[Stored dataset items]
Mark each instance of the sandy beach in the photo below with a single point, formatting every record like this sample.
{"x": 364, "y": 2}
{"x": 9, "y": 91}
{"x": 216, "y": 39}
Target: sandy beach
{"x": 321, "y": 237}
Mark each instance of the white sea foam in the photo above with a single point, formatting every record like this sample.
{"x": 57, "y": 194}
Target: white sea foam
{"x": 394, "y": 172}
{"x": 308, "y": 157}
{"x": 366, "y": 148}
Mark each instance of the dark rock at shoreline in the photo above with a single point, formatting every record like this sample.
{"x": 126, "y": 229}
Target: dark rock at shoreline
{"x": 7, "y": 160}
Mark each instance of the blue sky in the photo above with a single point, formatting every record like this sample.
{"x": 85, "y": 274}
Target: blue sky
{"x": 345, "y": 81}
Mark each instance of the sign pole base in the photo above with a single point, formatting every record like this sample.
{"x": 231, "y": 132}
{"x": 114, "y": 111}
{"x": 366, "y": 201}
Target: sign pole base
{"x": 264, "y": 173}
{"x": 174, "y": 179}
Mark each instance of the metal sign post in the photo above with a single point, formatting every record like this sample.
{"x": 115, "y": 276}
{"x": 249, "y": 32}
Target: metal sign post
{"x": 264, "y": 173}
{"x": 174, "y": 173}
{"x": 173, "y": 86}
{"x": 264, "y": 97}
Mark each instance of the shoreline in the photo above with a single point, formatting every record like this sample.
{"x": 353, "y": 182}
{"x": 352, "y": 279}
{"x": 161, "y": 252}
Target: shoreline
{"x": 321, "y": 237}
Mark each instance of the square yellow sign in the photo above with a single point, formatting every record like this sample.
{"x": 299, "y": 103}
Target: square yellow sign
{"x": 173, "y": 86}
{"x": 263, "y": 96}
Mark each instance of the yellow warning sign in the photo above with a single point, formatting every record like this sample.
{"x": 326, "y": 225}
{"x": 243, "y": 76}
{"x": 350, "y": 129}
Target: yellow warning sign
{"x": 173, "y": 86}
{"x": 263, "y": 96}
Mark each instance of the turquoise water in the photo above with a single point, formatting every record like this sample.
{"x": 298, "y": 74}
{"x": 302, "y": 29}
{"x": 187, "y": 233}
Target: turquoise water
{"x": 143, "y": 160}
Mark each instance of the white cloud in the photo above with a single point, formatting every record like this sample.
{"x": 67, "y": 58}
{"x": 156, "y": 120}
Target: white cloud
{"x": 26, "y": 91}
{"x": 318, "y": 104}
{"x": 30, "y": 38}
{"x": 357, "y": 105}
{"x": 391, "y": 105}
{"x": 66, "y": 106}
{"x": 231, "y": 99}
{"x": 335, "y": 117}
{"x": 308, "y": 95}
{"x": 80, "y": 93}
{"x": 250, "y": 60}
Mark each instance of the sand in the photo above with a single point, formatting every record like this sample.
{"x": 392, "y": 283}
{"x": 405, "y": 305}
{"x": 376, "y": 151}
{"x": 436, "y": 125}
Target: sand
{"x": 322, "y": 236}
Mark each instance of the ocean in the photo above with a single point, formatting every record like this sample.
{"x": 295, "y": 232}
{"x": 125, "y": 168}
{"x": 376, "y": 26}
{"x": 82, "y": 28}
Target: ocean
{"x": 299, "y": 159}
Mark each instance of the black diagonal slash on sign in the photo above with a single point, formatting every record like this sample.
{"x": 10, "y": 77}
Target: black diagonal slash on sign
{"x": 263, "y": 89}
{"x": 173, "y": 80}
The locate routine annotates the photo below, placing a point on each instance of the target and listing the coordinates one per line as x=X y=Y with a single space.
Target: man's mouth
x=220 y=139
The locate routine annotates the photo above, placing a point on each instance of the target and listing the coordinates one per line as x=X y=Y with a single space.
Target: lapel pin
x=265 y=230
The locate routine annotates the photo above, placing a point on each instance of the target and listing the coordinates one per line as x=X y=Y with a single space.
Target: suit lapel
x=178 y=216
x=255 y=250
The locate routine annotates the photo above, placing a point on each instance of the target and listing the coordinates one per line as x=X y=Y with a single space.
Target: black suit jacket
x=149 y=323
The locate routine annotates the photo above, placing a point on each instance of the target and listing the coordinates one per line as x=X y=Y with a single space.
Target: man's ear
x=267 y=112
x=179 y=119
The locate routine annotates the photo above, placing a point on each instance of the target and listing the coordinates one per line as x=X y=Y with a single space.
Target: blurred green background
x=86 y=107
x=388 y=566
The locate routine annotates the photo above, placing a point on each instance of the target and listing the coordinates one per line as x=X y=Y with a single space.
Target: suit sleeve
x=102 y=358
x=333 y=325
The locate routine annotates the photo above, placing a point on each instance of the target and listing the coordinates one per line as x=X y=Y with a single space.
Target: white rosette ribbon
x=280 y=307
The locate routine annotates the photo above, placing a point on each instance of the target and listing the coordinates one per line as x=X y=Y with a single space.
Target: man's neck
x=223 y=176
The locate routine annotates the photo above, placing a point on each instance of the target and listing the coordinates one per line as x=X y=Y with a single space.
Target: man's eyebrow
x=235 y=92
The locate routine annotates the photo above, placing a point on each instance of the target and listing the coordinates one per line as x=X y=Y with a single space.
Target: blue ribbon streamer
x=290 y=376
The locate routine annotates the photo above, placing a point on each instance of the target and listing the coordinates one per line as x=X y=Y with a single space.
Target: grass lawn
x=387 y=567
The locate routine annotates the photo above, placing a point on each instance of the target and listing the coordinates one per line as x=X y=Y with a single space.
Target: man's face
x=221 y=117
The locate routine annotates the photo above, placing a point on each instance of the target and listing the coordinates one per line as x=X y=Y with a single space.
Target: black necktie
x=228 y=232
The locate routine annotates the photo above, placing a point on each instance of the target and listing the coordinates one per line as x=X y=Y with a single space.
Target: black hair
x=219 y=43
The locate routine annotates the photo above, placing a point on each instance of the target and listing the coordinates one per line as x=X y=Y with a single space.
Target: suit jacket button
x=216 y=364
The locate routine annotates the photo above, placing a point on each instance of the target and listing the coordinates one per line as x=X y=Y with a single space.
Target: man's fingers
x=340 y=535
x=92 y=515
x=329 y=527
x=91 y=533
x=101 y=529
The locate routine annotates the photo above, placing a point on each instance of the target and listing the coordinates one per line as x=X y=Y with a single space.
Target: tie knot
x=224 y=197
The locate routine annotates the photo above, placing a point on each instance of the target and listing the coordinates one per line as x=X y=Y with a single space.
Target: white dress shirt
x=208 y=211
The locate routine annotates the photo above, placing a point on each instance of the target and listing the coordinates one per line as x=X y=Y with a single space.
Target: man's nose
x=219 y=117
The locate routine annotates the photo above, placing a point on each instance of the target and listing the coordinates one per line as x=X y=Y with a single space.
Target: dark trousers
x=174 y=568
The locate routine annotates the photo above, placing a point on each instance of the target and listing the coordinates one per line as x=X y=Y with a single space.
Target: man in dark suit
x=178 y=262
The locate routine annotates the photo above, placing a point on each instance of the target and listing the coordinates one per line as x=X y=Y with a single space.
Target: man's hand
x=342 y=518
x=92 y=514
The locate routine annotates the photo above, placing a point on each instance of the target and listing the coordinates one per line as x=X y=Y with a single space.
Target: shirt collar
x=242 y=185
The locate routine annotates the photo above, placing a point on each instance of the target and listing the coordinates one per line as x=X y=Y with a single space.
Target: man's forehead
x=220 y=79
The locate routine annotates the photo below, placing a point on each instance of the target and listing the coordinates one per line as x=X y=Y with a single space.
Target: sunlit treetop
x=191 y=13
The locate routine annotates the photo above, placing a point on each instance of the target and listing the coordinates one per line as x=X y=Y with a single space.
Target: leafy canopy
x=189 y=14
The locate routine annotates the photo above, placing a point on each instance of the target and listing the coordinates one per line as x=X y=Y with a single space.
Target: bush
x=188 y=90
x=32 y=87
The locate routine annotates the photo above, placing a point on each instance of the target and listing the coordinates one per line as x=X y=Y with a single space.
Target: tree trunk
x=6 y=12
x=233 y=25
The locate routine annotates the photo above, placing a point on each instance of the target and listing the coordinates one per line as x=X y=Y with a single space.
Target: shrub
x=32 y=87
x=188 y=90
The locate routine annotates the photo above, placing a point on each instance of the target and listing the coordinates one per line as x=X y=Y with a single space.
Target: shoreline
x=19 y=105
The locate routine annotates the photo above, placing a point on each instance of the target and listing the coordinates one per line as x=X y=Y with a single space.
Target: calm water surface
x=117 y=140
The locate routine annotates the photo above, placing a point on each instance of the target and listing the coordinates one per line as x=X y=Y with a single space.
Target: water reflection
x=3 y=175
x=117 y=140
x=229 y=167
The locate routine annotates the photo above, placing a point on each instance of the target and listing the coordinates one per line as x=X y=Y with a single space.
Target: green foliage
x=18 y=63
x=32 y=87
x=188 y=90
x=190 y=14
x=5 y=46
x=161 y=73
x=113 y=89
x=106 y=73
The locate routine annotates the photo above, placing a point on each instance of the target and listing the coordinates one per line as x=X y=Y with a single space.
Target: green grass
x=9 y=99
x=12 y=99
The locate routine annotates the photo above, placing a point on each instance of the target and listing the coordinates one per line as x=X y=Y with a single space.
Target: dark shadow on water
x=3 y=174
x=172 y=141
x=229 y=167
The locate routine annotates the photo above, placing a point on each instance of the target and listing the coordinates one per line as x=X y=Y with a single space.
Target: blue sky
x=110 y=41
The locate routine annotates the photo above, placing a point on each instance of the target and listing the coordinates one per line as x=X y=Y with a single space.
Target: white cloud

**Activity**
Your answer must consist solely of the lines from the top of the entries above through the line containing "Mark each instance of the white sea", copied exactly, both ends included.

**Answer**
Mark each instance of the sandy beach in the photo below with a single point, formatting every record like this sample.
{"x": 364, "y": 2}
{"x": 9, "y": 91}
{"x": 216, "y": 39}
Target: sandy beach
{"x": 321, "y": 237}
Mark each instance of the white sea foam in the photo above with a single point, formatting every record like this sample.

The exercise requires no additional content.